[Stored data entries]
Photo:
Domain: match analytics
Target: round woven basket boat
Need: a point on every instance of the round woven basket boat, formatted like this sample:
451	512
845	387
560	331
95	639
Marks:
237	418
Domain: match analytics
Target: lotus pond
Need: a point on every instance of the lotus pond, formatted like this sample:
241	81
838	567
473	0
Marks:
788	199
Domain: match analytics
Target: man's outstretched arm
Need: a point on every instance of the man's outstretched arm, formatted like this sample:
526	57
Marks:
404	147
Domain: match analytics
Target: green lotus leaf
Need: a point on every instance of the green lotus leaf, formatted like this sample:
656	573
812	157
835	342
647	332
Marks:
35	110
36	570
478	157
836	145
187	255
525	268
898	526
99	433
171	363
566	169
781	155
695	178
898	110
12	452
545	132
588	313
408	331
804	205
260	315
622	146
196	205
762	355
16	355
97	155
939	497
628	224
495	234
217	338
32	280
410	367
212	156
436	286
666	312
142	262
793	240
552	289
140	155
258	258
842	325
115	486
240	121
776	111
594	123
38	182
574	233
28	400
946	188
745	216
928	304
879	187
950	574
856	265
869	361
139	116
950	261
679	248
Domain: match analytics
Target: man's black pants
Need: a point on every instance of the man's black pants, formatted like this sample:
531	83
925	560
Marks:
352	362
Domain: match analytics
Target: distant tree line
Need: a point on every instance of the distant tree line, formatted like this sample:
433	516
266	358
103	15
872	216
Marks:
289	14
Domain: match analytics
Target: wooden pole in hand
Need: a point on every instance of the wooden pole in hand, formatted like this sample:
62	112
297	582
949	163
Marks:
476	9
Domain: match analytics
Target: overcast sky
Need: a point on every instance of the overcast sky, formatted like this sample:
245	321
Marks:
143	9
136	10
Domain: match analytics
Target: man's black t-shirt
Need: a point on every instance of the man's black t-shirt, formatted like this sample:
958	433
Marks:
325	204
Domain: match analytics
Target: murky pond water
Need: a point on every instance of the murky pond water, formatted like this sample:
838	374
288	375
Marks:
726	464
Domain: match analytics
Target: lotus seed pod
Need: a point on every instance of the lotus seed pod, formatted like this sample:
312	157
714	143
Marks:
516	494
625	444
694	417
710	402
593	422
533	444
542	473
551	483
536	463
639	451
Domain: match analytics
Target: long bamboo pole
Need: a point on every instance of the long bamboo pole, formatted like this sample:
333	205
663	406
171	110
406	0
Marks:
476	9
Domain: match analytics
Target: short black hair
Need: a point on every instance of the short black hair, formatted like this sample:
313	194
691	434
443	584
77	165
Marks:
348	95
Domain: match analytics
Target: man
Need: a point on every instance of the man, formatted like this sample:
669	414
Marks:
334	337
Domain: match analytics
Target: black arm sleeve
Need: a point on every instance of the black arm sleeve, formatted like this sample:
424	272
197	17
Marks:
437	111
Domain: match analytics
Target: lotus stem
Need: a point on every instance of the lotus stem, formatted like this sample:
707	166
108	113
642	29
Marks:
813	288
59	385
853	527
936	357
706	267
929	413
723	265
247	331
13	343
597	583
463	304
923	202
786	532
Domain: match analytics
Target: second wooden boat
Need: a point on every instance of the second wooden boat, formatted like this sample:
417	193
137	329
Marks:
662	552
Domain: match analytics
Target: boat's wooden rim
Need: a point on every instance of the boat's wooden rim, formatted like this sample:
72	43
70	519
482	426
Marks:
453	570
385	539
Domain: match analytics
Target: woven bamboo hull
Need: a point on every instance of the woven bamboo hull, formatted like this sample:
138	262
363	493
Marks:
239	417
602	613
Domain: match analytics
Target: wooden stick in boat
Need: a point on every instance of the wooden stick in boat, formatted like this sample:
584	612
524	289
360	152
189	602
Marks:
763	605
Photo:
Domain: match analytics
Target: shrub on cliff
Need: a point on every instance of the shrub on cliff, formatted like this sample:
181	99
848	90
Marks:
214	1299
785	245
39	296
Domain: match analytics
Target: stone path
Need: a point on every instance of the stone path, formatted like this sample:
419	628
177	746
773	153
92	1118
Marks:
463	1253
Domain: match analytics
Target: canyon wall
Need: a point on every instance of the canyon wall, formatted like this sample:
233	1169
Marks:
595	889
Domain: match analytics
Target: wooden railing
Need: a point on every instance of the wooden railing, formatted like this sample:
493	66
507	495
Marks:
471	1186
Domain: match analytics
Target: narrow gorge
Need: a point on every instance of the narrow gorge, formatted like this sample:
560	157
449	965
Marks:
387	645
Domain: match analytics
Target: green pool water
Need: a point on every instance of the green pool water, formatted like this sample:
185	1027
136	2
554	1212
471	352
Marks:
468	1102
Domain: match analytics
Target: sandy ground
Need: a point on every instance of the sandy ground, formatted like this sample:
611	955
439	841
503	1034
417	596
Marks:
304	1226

### [Task instructions]
Would you please transcribe the records above in full and exactly?

### [Written answer]
Photo:
Domain: match analytics
Target: round woven basket boat
Need: a point on every instance of the round woven basket boat, formatted like this sample:
451	512
845	387
560	331
95	639
Marks:
237	418
Domain: match analytics
Target: lotus pond
Need: a point on every instance of the lotus pond, formatted like this sample:
241	81
838	567
473	0
Marks:
788	199
Domain: match analytics
Target: man's outstretched arm
Need: a point on every instance of the man's outstretched arm, formatted like this sample:
526	57
Marks:
404	147
Domain: match analytics
Target: green lotus leaf
Need: a point on every instance of the green lotus leaf, formatted like this sample:
656	573
812	157
835	342
647	332
Marks:
35	110
36	570
478	157
836	145
187	255
525	268
898	526
99	433
171	363
566	169
781	155
695	178
898	110
12	452
545	132
588	313
408	331
804	205
260	315
622	146
196	205
762	355
16	355
97	155
939	497
628	224
495	234
217	338
32	280
410	367
212	156
436	286
666	312
142	262
793	240
552	289
140	155
258	258
842	325
115	486
240	121
776	111
594	123
38	182
574	233
28	400
946	188
745	216
928	304
879	187
950	574
856	265
869	361
139	116
950	261
679	248
Domain: match analytics
Target: man's black pants
Need: a point on every instance of the man's black pants, formatted like this sample:
531	83
925	560
Marks:
352	362
Domain: match analytics
Target: distant tree line
Need: a point on every instance of the distant tree line, formatted like this sample:
433	516
266	358
103	15
872	216
Marks:
289	14
Domain: match analytics
Target: wooden pole in hand
Need: a point on every instance of the wooden pole in hand, formatted like this sample:
62	112
297	582
949	163
Marks:
476	9
Domain: match analytics
Target: overcast sky
Need: a point on every instance of the overcast sky, formatted like this sample:
245	321
Marks:
143	9
136	10
Domain: match analytics
Target: man's black t-shirt
Need: a point on every instance of the man's black t-shirt, formatted like this sample:
958	433
Marks:
325	204
Domain: match analytics
Target: murky pond water
Need: a point on every instance of the murky pond water, formatted like this sample:
838	374
288	375
Marks:
726	464
Domain: match analytics
Target: lotus seed pod
Need: a point on every instance of the lotus seed pod, formatted like this sample:
312	157
714	143
Marks:
516	494
625	444
694	417
710	402
593	422
533	444
542	473
551	483
536	463
639	451
Domain: match analytics
Target: long bamboo pole
Need: a point on every instance of the long bamboo pole, formatted like this sample:
333	205
663	406
171	110
406	0
Marks:
476	9
Domain: match analytics
Target: short black hair
Need: a point on every instance of the short black hair, formatted like this sample:
313	194
691	434
443	584
77	165
Marks:
348	95
Domain: match analytics
Target: man
Need: a point on every instance of the man, formatted like this sample:
669	414
Marks:
334	337
Domain: match analytics
Target: black arm sleeve
Need: a point on every instance of the black arm sleeve, formatted like this sample:
424	272
197	17
Marks:
437	111
Domain: match analytics
Target: lotus stem
Need: a point on every instance of the lotus stem, formatted like this sample:
707	166
108	113
642	29
Marks:
813	288
59	385
853	527
936	357
706	267
929	413
723	265
247	331
13	343
597	583
463	304
923	202
786	532
Domain: match analytics
Target: second wooden boat
Need: a point on every instance of the second wooden boat, formatted like this sample:
417	193
137	329
Marks:
662	552
Domain: match analytics
Target: boat's wooden rim
Need: a point on every instance of the boat's wooden rim, formatted like this sample:
72	43
70	519
482	426
Marks:
453	570
385	539
Domain: match analytics
Target: woven bamboo hull
Need: a point on every instance of the woven bamboo hull, formatted like this sample:
138	262
363	493
Marks:
239	417
602	613
Domain: match analytics
Target: wooden stick in boat
Need: a point on every instance of the wooden stick in boat, formatted like this sample:
584	612
524	289
360	152
189	602
Marks:
763	605
Photo:
Domain: match analytics
Target: shrub on cliff
Need: a point on every instance of the shrub on cliff, formatted like this sample:
181	99
848	90
Marks:
214	1299
785	245
39	296
Domain: match analytics
Target: stone path
Need: a point on every instance of the stone path, formatted like this sample:
419	628
177	746
773	153
92	1118
Marks:
463	1253
Domain: match analytics
Target: canyon wall
Need: a point on every instance of the canyon wall, formatted like this sample:
233	1169
Marks:
595	889
Domain: match analytics
Target: wooden railing
Need: a point on every instance of the wooden railing, formatted like this sample:
493	66
507	495
Marks:
471	1186
Domain: match analytics
Target: narrow gorge
Need: a point on every instance of the narrow gorge, formatted like this sample:
560	157
449	965
Marks:
387	645
Domain: match analytics
Target: green pool water
Need: a point on every instance of the green pool water, formatted like this sample:
185	1027
136	2
554	1212
471	352
Marks:
468	1102
Domain: match analytics
Target: sandy ground
Need: a point on every instance of the sandy ground, formatted like this sample:
611	955
439	841
503	1034
417	596
Marks:
304	1226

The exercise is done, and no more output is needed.